# YOUR OBJECTIVE
From the data below, copy exactly the lines that lie between the one holding "the green chair backrest" and the one holding "task | put a marker on each instance of the chair", including both, and nothing more.

(Referring expression pointing data)
_____

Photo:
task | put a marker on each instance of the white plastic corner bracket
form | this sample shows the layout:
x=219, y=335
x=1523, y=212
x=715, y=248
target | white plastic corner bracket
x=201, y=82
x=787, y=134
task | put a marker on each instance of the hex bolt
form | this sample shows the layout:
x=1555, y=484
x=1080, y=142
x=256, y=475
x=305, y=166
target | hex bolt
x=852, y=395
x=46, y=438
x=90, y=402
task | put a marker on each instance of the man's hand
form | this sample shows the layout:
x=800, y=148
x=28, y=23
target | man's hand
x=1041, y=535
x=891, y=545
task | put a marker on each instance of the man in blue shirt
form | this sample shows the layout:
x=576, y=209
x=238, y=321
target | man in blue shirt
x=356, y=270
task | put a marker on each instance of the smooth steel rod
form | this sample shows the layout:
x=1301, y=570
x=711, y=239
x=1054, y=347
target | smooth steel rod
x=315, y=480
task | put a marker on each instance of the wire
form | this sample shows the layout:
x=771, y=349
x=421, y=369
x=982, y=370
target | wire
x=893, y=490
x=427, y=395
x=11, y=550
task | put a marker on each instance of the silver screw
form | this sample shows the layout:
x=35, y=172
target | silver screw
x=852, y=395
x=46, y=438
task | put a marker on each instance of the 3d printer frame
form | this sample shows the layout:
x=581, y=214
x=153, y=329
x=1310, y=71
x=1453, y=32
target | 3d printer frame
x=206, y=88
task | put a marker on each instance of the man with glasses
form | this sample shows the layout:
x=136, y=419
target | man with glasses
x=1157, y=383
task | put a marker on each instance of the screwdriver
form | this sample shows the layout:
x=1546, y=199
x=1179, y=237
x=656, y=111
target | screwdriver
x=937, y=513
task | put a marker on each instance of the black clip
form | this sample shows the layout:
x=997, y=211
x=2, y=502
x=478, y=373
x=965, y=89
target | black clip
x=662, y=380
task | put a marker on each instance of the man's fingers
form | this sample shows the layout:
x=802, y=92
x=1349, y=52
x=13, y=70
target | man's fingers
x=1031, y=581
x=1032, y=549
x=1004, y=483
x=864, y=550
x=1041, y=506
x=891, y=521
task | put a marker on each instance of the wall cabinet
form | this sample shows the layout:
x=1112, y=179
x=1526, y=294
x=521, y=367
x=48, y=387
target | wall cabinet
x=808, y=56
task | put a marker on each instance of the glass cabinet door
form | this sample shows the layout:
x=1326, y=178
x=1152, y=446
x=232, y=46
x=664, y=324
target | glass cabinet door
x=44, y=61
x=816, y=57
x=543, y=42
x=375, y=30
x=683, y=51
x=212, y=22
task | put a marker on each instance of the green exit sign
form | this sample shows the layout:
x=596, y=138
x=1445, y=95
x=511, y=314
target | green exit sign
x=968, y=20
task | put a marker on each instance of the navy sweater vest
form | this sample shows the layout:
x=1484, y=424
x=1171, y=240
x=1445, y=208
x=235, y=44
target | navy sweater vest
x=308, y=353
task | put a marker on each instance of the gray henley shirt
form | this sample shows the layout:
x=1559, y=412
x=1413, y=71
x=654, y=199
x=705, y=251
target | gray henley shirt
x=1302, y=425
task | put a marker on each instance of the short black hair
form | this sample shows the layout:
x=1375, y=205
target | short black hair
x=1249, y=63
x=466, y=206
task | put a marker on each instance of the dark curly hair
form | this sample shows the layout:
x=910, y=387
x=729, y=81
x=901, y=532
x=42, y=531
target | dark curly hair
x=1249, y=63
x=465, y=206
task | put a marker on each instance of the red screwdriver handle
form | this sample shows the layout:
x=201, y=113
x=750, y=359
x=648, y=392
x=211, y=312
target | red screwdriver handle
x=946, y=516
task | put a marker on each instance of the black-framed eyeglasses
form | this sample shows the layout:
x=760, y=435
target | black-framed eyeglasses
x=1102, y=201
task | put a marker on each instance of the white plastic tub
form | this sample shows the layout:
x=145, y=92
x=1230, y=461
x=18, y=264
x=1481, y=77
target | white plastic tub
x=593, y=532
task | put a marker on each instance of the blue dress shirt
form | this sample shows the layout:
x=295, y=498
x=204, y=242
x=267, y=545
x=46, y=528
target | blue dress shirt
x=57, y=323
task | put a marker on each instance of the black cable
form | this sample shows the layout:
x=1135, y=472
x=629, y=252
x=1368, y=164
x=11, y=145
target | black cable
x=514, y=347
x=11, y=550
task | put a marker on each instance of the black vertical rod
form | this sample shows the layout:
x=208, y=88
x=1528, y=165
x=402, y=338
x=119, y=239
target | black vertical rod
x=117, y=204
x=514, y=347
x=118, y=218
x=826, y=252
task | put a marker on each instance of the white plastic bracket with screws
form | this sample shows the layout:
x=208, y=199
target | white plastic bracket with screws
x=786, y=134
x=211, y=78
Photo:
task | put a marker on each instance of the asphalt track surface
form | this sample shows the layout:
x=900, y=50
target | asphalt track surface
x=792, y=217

_____

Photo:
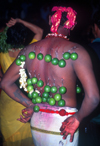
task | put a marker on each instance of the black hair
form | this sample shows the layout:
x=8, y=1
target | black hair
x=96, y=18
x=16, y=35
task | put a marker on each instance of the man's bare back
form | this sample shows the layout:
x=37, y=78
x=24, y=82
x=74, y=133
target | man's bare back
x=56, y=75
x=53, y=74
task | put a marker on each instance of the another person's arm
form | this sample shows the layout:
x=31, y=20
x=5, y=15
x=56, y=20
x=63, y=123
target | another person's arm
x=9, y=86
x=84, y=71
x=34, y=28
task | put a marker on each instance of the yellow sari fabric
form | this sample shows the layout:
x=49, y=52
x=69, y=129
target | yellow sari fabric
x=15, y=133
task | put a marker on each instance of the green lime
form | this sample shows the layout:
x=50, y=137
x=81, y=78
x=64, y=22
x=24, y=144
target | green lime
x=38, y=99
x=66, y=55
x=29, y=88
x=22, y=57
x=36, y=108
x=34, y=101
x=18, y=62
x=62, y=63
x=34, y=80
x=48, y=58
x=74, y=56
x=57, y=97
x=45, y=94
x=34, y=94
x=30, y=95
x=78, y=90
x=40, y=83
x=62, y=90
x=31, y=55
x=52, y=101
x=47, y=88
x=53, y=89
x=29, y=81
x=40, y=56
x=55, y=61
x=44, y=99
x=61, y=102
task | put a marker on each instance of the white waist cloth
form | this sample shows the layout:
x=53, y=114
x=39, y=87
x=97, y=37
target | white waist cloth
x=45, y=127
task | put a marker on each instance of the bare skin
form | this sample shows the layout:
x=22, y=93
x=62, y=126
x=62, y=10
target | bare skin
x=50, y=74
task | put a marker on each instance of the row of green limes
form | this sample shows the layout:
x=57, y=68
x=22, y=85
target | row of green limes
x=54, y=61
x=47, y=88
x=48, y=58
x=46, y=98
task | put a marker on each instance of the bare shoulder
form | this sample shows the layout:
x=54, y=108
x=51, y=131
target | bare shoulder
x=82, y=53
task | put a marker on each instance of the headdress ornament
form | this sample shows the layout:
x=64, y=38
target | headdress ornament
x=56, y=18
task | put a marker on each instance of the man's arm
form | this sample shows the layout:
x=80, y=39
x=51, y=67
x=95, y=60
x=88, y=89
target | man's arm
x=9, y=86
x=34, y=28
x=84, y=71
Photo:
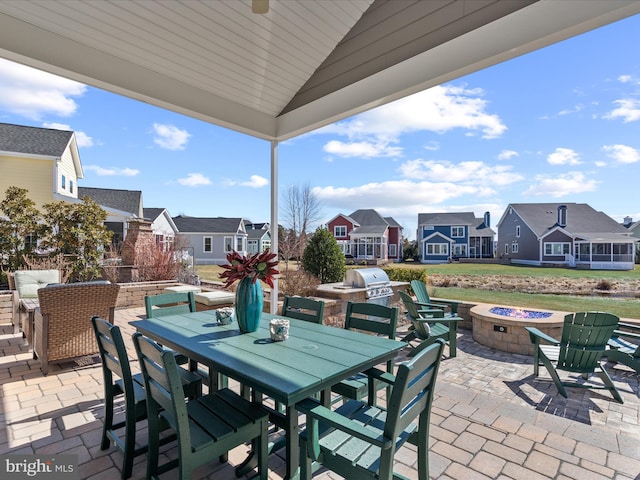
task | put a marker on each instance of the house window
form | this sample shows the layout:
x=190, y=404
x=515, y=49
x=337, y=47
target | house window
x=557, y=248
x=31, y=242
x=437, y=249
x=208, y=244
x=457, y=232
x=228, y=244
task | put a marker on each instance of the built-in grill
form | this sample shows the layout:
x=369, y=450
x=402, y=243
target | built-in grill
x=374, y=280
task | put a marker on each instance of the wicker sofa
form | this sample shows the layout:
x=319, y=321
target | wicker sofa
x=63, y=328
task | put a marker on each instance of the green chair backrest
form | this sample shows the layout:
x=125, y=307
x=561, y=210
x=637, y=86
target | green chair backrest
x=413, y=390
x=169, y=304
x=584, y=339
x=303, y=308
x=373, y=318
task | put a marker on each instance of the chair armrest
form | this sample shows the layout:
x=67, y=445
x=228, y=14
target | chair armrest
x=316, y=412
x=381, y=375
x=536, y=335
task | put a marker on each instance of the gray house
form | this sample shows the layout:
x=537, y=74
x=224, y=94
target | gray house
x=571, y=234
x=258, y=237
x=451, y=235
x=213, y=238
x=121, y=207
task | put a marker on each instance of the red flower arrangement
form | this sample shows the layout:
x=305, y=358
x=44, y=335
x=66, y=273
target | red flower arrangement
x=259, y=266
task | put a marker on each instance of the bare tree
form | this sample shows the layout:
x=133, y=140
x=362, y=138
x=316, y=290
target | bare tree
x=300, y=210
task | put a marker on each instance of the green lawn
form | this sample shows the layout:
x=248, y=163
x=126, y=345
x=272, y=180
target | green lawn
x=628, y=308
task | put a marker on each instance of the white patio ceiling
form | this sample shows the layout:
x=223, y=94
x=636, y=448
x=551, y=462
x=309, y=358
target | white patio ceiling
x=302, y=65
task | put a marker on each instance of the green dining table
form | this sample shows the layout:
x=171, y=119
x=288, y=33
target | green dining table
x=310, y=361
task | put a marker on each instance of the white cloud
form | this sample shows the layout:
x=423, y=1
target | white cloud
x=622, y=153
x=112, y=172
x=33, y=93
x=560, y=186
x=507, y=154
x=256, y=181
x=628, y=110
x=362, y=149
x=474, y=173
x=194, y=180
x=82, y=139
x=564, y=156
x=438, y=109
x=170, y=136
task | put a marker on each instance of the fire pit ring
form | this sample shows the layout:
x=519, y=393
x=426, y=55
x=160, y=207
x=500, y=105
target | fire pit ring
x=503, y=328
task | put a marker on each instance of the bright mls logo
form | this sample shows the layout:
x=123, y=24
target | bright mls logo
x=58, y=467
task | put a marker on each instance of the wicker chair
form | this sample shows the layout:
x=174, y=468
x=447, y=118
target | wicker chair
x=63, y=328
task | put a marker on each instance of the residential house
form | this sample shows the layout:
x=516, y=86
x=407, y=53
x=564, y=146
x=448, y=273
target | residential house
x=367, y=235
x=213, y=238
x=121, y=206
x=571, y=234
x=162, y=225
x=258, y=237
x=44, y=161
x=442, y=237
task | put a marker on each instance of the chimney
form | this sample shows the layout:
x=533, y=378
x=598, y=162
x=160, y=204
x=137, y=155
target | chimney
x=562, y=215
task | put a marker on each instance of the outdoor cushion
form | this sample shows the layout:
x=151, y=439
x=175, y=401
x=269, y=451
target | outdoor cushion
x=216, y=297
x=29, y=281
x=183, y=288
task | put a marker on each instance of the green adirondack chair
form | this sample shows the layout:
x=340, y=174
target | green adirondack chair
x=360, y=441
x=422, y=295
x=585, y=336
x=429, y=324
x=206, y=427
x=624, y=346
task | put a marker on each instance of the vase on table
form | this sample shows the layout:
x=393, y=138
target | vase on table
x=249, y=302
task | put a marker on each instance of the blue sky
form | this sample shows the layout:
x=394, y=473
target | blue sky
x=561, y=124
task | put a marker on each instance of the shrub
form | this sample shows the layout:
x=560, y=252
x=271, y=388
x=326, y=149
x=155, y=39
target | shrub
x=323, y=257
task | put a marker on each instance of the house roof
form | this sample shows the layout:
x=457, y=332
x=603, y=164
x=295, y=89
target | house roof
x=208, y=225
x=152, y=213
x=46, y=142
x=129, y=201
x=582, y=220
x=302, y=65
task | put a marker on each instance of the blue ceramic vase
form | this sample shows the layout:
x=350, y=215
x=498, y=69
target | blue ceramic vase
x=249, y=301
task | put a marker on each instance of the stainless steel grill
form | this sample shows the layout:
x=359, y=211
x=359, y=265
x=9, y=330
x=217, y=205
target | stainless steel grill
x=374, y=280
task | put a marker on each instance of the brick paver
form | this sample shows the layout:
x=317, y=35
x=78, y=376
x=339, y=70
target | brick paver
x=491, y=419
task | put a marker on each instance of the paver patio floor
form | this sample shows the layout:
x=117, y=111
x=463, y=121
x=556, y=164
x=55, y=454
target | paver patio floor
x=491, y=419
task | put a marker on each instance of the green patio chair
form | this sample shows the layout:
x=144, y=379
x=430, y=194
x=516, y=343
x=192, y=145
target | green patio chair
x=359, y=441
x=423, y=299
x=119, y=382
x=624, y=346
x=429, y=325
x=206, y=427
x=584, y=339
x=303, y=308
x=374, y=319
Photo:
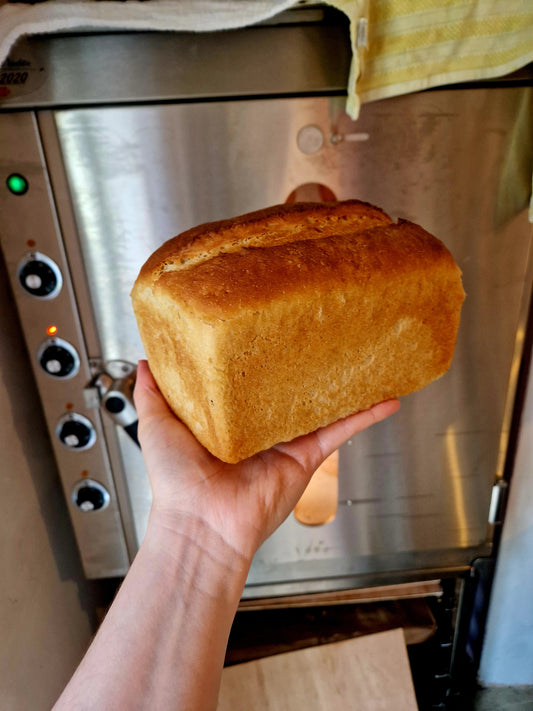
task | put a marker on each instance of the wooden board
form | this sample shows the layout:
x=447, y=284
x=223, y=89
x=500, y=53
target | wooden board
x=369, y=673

_____

# OUTPUT OF THE EXERCISE
task | put a marker on each instance of the green chair backrest
form | this sample shows the layout:
x=125, y=307
x=561, y=210
x=637, y=86
target | green chair backrest
x=413, y=390
x=169, y=304
x=584, y=339
x=303, y=308
x=373, y=318
task | put a marker on each instance of the chair armrest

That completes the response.